[Exercise instructions]
Find every line in the data below that contains the string "frame", and copy each one. Case counts.

— Begin Data —

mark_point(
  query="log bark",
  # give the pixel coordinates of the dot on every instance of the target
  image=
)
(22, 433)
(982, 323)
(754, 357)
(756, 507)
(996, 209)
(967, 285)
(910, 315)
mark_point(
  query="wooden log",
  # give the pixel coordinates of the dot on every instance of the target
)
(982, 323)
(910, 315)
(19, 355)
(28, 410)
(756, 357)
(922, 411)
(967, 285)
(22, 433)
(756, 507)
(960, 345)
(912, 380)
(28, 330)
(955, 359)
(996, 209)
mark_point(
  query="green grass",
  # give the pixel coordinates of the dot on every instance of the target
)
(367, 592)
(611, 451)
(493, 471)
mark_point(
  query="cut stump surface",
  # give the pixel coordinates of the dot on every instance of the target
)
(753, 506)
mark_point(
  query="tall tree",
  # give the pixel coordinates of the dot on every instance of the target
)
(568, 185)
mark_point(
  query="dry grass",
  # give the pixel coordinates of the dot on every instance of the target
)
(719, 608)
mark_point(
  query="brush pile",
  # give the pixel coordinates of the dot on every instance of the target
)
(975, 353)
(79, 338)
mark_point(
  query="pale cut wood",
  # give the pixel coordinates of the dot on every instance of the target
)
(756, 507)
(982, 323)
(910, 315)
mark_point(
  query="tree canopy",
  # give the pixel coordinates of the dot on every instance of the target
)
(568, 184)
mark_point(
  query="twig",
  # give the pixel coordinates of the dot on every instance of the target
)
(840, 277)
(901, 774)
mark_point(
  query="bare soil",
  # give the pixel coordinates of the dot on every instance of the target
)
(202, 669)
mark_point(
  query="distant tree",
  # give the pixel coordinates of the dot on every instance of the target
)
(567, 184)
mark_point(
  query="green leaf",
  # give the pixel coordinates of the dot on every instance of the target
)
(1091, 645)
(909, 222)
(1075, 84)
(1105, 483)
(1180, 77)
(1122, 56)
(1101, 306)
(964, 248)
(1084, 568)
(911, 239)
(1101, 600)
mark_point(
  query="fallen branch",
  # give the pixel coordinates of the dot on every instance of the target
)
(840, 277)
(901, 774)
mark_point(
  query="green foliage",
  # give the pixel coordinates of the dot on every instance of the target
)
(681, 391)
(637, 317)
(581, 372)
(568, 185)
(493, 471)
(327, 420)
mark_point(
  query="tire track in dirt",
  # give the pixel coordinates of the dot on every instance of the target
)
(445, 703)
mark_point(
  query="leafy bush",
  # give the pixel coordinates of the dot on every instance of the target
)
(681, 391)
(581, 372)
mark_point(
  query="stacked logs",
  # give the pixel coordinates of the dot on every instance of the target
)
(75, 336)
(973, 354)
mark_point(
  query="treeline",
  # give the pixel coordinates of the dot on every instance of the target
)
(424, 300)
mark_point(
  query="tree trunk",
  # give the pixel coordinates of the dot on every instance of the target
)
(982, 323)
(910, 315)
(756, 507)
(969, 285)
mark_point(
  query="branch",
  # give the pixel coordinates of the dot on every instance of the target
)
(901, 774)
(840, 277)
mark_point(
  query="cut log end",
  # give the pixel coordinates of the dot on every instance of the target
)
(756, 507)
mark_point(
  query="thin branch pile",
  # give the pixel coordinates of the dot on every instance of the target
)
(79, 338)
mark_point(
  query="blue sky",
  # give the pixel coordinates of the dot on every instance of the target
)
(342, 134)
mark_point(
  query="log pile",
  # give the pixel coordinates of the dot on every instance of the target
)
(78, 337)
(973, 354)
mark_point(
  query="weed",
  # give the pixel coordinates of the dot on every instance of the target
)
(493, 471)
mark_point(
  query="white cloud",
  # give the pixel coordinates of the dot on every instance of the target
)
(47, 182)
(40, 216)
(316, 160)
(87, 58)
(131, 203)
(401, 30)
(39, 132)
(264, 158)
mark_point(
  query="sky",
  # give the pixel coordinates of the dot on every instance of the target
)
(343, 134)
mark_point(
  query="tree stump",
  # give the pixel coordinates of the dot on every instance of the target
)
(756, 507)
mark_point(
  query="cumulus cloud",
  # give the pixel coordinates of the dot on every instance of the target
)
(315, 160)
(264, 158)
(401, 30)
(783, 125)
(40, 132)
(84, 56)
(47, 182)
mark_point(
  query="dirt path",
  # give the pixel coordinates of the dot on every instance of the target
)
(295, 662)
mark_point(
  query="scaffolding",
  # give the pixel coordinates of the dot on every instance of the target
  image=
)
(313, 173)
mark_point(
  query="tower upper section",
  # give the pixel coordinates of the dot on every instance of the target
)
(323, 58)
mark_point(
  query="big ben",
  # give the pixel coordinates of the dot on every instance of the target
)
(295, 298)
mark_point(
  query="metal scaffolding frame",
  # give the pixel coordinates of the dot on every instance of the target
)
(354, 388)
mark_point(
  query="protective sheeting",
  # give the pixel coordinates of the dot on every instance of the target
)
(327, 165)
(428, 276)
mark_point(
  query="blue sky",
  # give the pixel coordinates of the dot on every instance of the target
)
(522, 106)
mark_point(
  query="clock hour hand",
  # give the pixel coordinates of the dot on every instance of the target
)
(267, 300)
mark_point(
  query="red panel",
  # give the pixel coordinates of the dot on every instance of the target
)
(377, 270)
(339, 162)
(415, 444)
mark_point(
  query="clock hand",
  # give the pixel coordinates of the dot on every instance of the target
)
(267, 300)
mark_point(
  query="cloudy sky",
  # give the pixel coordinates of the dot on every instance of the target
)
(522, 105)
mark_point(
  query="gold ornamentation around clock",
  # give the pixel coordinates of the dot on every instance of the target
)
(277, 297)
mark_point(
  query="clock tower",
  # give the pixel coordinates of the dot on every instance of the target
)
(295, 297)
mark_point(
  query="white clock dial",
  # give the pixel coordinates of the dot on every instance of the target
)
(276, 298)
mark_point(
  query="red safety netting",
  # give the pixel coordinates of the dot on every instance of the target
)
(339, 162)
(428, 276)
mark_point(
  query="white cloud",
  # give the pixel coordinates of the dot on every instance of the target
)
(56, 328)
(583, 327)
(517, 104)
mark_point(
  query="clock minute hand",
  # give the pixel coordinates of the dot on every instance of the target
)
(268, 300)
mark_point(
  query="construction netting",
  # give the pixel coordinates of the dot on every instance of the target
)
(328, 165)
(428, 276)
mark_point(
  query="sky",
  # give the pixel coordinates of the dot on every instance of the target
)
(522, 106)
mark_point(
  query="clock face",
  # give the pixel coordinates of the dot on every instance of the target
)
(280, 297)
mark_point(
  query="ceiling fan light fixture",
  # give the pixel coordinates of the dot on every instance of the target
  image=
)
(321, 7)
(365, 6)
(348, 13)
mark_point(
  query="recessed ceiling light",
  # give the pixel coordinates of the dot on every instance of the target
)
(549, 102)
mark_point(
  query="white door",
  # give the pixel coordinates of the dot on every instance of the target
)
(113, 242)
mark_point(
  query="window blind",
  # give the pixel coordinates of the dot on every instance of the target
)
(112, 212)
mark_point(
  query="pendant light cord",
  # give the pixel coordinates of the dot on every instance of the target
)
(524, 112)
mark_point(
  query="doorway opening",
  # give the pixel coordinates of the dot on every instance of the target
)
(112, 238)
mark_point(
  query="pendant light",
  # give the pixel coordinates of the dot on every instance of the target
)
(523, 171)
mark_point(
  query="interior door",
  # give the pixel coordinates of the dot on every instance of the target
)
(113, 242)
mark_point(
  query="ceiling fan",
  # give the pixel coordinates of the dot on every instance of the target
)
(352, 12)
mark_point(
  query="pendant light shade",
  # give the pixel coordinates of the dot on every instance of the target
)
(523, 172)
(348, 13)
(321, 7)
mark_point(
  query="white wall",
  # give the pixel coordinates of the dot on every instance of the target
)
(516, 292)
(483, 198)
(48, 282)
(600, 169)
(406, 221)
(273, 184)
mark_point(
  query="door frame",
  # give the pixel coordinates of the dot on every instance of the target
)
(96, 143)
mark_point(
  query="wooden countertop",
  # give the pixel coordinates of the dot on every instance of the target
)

— End Data —

[Written solution]
  query="metal scaffolding frame",
  query="door frame",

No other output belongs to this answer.